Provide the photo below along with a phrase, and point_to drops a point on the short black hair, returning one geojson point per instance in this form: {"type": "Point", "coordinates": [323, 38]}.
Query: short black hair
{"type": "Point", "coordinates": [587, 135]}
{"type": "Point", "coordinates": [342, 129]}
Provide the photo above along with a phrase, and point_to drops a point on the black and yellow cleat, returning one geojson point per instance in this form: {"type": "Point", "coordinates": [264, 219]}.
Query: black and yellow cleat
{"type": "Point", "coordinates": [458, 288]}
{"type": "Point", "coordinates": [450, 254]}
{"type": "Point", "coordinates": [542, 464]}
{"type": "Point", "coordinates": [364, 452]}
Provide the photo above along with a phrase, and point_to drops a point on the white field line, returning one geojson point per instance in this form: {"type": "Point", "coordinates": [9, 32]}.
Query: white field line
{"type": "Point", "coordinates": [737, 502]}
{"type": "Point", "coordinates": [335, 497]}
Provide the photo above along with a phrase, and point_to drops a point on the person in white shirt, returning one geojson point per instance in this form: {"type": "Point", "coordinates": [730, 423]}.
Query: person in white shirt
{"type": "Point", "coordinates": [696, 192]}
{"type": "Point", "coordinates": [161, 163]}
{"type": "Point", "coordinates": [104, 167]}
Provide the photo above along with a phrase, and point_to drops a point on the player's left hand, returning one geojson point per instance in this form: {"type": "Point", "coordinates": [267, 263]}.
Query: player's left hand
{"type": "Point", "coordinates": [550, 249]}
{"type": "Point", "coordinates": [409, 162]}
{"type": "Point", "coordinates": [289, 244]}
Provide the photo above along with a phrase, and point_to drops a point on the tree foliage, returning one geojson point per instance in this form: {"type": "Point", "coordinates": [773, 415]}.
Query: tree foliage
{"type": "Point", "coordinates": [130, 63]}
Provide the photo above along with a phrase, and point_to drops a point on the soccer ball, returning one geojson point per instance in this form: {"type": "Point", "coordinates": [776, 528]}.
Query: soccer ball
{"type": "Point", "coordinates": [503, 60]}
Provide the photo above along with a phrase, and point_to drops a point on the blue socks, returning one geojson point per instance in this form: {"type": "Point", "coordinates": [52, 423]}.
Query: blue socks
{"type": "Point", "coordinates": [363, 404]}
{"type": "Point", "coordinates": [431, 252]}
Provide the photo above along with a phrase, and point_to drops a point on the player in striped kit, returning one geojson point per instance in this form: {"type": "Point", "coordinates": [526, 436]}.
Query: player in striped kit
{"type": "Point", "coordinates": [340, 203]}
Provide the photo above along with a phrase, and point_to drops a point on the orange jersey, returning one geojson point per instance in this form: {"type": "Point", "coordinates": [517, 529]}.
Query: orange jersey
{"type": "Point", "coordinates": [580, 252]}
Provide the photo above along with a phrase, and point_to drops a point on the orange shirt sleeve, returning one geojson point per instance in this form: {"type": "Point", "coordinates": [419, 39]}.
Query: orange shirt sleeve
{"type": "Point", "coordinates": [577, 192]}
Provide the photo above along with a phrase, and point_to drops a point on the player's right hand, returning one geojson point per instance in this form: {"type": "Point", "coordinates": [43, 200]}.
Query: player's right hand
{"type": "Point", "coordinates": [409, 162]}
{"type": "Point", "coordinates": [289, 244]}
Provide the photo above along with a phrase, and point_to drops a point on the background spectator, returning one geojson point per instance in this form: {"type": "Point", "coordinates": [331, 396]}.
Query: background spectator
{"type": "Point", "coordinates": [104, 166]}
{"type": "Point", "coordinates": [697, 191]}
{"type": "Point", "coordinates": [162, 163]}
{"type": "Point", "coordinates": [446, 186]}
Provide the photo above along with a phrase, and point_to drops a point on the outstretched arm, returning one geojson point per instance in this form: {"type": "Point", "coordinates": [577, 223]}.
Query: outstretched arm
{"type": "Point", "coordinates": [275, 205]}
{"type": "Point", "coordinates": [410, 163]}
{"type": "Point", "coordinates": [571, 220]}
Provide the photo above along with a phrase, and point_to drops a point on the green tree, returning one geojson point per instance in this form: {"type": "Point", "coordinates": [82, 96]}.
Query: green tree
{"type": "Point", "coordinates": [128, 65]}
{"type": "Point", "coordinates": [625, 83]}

§ **SHORT TASK**: Write the material out again word for word.

§ **OUTPUT FOR THIS EXERCISE**:
Provide the photo below along with a phrase, and point_to drops a point on the short black hair, returning one geojson point per instance in this form: {"type": "Point", "coordinates": [323, 38]}.
Query: short black hair
{"type": "Point", "coordinates": [587, 135]}
{"type": "Point", "coordinates": [342, 129]}
Provide the photo above along with a phrase, and point_to drops a point on the black and yellow cleat, returning one geojson point per instance in this form: {"type": "Point", "coordinates": [264, 219]}.
Query: black and yellow cleat
{"type": "Point", "coordinates": [458, 288]}
{"type": "Point", "coordinates": [450, 254]}
{"type": "Point", "coordinates": [542, 464]}
{"type": "Point", "coordinates": [364, 452]}
Provide the photo above along with a phrase, and point_to drops a point on the white field line, returning one geojson point per instance in this form: {"type": "Point", "coordinates": [9, 32]}.
Query: white field line
{"type": "Point", "coordinates": [737, 502]}
{"type": "Point", "coordinates": [335, 497]}
Provide the photo above along with a phrase, and point_to drops a point on the person in white shirt, returning one geojson point per instance in this form: {"type": "Point", "coordinates": [730, 423]}.
Query: person in white shirt
{"type": "Point", "coordinates": [696, 192]}
{"type": "Point", "coordinates": [161, 163]}
{"type": "Point", "coordinates": [104, 167]}
Provide the photo above along with a phrase, and point_to drops a point on the player's left hand, returning one geojson point per instance in this form: {"type": "Point", "coordinates": [267, 263]}.
Query: player's left hand
{"type": "Point", "coordinates": [550, 249]}
{"type": "Point", "coordinates": [409, 162]}
{"type": "Point", "coordinates": [289, 244]}
Provide the photo above along with a phrase, and point_to drops a point on the tree foliage, returning one geojson point per instance in this form: {"type": "Point", "coordinates": [773, 415]}.
Query: tree foliage
{"type": "Point", "coordinates": [130, 63]}
Provide the photo above along with a phrase, and point_to drops a point on the soccer ball, returning one geojson point per instance in this form: {"type": "Point", "coordinates": [776, 528]}.
Query: soccer ball
{"type": "Point", "coordinates": [503, 60]}
Provide the photo above along with a phrase, and point_to drops a point on the blue socks, returning one geojson point per instance in this form: {"type": "Point", "coordinates": [52, 423]}.
Query: blue socks
{"type": "Point", "coordinates": [363, 404]}
{"type": "Point", "coordinates": [431, 252]}
Provide the photo above along with a phrase, and point_to drops a point on the player in striped kit, returning one geojson point per instance in this form: {"type": "Point", "coordinates": [526, 436]}.
Query: player in striped kit
{"type": "Point", "coordinates": [340, 203]}
Provide the photo above along with a phrase, and point_to drops a point on the orange jersey, returning one geojson point per instance in this form: {"type": "Point", "coordinates": [517, 529]}.
Query: orange jersey
{"type": "Point", "coordinates": [580, 252]}
Provide the photo above along with a phrase, and point_to drops a point on the orange shirt sleeve, returning one geojson point per instance in this form: {"type": "Point", "coordinates": [419, 39]}.
Query: orange shirt sleeve
{"type": "Point", "coordinates": [577, 192]}
Provide the photo above along with a phrase, and point_to drops a point on the player's right hand, returning one geojson point per instance in this form: {"type": "Point", "coordinates": [43, 200]}.
Query: player's right hand
{"type": "Point", "coordinates": [409, 162]}
{"type": "Point", "coordinates": [289, 244]}
Provide the photo above along with a phrase, and point_to drops a point on the background spectator, returning one geojson point per instance in this form: {"type": "Point", "coordinates": [331, 396]}.
Query: background spectator
{"type": "Point", "coordinates": [104, 166]}
{"type": "Point", "coordinates": [697, 191]}
{"type": "Point", "coordinates": [162, 163]}
{"type": "Point", "coordinates": [446, 186]}
Provide the photo above along with a phrase, and point_to drops a point on the outstretched arm, returning one geojson point per instance in this form: {"type": "Point", "coordinates": [577, 223]}.
Query: outstretched arm
{"type": "Point", "coordinates": [275, 205]}
{"type": "Point", "coordinates": [410, 163]}
{"type": "Point", "coordinates": [571, 220]}
Provide the photo above along with a phrase, and point_to drops a point on the green tree, returning one geojson point per instance in this form: {"type": "Point", "coordinates": [82, 96]}.
Query: green tree
{"type": "Point", "coordinates": [128, 65]}
{"type": "Point", "coordinates": [625, 83]}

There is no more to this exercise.